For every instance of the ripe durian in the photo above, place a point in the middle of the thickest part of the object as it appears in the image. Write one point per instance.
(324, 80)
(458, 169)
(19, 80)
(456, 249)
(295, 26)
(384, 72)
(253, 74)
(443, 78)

**Instructions to follow**
Write out each entry again, word for word.

**Result of this task**
For every instance of the ripe durian in the photo above, place a point in the middle of the thickest part of the object as it appears in the image. Write one point per instance.
(324, 80)
(458, 169)
(19, 80)
(456, 249)
(295, 26)
(384, 72)
(253, 74)
(443, 78)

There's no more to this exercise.